Kutipan:
'''

Sumbawa Besar, sumbawanews.com – Ketua Komite Percepatan Pembentukan Provinsi Pulau Sumbawa (KP4S) Pulau Sumbawa, Zakariah Surbini menegaskan, pembentukan Provinsi Pulau Sumbawa (PPS) bukan agenda elite. Demikian disampaikan, Jum’at (06/06), menanggapi pernyataan Wakil Menteri Dalam Negeri, Bima Arya.
“Pemekaran PPS Bukan Agenda Elite, Tapi Aspirasi Masyarakat Pulau Sumbawa. Gerakan PPS lahir dari akar rumput dari rakyat, oleh rakyat, untuk rakyat Pulau Sumbawa,” ucap dia.
Baca Juga: DPP GJPI dan GMNI Komisariat Jayabaya Demo Kemendagri, Ancam Kembali Turun dengan Masa Besar
Diungkapkan, issue PPS bukan sekadar isu politik, melainkan tuntutan kultural dan administratif dari 5 daerah. Yakni Kota Bima, Kaob Bima, Dompu, Sumbawa, dan Sumbawa Barat.
“Aspirasi ini telah diperjuangkan selama lebih dari dua dekade, bukan sekadar lima tahunan,” jelas dia.
Ditambahkan, Moratorium Bukan Alasan Menutup Dialog. Alasan moratorium pemekaran memang menjadi penghambat administratif, tapi bukan dalih untuk mematikan ruang dialog dan hak konstitusional masyarakat.
“Justru, kondisi ini menuntut pemerintah pusat membuka jalur komunikasi yang lebih terbuka dan solutif, bukan sekadar memberikan jawaban kaku tanpa empati terhadap dinamika daerah,” katanya.
Menurut dia, Evaluasi DOB Lain Jangan Jadi Penghakiman Terhadap PPS Setiap DOB memiliki tantangannya masing-masing. Namun menyamaratakan kegagalan daerah lain sebagai ancaman bagi PPS adalah bentuk generalisasi yang menyesatkan.
“PPS punya modal kuat. SDM, SDA, sejarah, dan kekuatan sosial budaya. Jangan lumpuhkan harapan kami karena kesalahan birokrasi di tempat lain,” tegas dia.
Sedangkan Soal Keuangan Negara menurutnya bukan dalih. “Apakah Daerah Harus Menunggu Negara Kaya Raya Dulu. Jika alasan penundaan adalah keterbatasan APBN, maka penting juga diaudit berapa banyak anggaran yang selama ini tidak tepat sasaran di pusat. Daerah seperti Pulau Sumbawa justru bisa menjadi lokomotif pertumbuhan jika diberi kewenangan dan porsi fiskal yang adil. PPS bukan beban, tapi potensi,” bebernya.
Menurutnya, Kriminalisasi Aksi Rakyat Tidak Akan Meredam Aspirasi. Menetapkan 6 orang sebagai tersangka karena demonstrasi hanya menunjukkan bahwa pemerintah belum siap menerima aspirasi rakyat dalam bentuk apapun. Padahal aksi tersebut adalah ekspresi konstitusional dari masyarakat yang lelah diabaikan.
“Hentikan pendekatan represif terhadap suara rakyat,” ujar dia.

'''

Tugas yang Dikerjakan: Jelaskan dalam satu hingga tiga kalimat mengapa Zakariah Surbini menegaskan bahwa pembentukan Provinsi Pulau Sumbawa bukan agenda elite, menurut berita ini. Gunakan hanya isi berita ini sebagai dasar jawaban.

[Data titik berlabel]
'''

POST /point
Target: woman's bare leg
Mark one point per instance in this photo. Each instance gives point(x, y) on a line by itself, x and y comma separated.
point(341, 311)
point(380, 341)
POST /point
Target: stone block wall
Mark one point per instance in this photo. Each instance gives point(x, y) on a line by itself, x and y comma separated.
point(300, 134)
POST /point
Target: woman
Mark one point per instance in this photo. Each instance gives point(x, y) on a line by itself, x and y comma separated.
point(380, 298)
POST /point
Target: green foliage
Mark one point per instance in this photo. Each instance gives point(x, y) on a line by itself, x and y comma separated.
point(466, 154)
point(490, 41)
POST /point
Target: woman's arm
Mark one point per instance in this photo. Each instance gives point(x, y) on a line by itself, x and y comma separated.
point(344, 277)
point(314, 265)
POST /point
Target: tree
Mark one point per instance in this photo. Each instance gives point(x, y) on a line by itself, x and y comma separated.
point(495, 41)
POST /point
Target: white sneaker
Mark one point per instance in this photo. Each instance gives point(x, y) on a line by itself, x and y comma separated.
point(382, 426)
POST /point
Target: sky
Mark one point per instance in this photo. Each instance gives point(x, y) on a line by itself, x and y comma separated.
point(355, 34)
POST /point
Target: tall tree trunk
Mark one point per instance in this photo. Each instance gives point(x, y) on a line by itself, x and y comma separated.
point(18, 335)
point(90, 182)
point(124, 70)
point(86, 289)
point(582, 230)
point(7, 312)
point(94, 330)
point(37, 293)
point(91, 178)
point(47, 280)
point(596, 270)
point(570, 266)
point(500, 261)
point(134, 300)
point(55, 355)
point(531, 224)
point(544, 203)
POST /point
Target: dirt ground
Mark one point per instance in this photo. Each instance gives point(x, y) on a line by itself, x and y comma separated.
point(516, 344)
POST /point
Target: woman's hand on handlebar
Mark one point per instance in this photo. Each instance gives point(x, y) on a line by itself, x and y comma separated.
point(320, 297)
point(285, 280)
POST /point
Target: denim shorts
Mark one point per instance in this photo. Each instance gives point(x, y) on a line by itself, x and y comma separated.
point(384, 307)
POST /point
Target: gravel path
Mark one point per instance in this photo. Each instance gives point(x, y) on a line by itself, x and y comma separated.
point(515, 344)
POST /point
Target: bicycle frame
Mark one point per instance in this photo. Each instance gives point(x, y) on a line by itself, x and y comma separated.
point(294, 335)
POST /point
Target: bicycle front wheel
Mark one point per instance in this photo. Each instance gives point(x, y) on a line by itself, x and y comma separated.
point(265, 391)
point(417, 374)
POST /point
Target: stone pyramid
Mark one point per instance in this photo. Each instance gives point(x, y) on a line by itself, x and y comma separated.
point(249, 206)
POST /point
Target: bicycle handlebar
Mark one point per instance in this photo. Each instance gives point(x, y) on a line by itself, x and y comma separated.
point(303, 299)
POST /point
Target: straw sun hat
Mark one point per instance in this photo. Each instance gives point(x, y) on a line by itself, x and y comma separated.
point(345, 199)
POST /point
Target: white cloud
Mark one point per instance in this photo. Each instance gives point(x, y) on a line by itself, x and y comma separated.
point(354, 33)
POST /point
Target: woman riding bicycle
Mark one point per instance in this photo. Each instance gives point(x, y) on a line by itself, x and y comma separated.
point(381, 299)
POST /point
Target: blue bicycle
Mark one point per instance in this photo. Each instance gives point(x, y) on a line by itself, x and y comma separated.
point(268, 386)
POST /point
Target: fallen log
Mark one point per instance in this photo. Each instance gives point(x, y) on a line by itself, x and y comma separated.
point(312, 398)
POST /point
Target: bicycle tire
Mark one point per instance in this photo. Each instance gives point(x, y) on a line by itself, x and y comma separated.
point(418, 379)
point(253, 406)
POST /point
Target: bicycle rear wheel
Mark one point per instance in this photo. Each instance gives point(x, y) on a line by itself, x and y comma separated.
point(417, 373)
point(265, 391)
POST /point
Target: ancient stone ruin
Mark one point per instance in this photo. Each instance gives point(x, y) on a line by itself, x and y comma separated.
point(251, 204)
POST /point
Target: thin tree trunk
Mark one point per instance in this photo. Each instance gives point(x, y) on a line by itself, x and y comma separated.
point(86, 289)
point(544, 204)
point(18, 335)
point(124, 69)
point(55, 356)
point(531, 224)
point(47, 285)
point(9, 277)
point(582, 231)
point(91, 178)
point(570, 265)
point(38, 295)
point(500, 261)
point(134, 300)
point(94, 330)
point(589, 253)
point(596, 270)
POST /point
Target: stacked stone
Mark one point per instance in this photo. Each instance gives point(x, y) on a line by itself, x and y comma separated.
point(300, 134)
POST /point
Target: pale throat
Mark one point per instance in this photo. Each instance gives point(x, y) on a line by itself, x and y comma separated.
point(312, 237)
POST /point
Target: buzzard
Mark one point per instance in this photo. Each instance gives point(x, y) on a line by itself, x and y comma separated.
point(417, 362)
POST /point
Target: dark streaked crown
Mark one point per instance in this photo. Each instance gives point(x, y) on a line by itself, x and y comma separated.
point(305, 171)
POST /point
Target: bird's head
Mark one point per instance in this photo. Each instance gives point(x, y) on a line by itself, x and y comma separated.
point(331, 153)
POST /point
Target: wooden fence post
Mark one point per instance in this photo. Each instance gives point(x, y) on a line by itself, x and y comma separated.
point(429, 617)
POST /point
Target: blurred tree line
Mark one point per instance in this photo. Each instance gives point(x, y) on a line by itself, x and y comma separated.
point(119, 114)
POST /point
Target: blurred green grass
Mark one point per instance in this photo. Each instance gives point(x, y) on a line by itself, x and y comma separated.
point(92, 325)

'''

Jawaban yang Benar: Zakariah Surbini menyatakan bahwa pemekaran PPS merupakan aspirasi masyarakat Pulau Sumbawa. Menurutnya, gerakan PPS lahir dari akar rumput, yakni dari rakyat, oleh rakyat, dan untuk rakyat Pulau Sumbawa.